Start of Given information

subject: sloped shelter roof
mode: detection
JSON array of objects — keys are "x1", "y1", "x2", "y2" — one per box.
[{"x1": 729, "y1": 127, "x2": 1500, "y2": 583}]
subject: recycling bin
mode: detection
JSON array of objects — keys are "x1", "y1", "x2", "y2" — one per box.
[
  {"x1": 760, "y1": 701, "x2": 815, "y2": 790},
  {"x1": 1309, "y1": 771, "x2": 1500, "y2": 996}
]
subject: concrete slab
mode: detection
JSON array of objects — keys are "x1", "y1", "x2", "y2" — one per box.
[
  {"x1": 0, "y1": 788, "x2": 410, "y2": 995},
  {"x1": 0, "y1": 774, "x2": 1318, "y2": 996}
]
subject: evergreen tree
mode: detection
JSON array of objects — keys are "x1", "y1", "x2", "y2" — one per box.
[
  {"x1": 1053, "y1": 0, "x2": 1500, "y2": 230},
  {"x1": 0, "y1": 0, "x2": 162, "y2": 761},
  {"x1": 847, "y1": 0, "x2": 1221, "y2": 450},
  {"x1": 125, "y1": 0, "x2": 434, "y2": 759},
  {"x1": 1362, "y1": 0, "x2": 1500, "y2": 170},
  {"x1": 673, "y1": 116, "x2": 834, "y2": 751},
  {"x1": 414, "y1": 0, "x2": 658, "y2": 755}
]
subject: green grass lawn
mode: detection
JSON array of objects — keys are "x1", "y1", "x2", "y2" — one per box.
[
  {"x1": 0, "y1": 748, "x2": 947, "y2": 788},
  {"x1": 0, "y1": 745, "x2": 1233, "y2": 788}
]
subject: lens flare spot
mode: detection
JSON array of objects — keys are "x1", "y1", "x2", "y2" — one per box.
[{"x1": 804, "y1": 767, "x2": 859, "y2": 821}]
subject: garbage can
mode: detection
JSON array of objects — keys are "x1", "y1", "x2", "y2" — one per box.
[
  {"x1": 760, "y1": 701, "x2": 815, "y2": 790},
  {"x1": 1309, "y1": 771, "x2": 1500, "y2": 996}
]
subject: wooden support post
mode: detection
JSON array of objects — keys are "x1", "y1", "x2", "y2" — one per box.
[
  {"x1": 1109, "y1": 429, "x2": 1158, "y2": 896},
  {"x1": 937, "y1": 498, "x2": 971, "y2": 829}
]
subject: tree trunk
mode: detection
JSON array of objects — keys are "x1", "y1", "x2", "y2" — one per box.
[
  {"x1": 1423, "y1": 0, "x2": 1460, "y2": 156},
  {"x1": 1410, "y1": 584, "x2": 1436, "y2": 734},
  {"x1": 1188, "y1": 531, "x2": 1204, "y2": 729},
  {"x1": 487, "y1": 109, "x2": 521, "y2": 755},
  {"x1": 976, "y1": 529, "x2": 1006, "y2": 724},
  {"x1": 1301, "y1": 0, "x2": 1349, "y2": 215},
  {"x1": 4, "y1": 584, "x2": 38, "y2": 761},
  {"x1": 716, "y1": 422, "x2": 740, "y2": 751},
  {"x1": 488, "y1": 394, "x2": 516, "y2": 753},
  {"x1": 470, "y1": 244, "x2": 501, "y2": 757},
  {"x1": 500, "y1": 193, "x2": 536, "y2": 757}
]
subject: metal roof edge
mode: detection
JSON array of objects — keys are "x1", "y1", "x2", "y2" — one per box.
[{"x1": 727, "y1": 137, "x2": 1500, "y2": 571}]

End of Given information
Start of Given information

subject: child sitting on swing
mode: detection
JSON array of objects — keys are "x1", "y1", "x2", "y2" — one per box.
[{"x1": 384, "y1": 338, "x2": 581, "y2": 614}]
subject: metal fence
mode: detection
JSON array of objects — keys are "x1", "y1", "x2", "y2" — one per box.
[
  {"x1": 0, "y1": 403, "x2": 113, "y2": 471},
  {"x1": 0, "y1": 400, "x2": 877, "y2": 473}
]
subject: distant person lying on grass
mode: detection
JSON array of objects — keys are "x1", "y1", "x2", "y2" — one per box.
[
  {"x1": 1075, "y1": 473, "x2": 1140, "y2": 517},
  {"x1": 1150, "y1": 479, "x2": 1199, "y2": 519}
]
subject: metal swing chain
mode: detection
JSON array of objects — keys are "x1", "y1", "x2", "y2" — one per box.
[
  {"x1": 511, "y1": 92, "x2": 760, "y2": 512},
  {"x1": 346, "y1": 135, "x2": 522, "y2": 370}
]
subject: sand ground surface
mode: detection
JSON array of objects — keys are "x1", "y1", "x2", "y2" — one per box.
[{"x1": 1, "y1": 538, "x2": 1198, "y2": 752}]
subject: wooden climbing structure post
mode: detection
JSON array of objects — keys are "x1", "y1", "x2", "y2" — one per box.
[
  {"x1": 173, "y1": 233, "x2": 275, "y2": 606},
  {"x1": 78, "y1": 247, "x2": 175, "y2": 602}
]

End of Given information

**About this task:** What lines in the data include the string "tree"? Copy each one.

**Finished exercise:**
subject: evergreen tree
subject: tree trunk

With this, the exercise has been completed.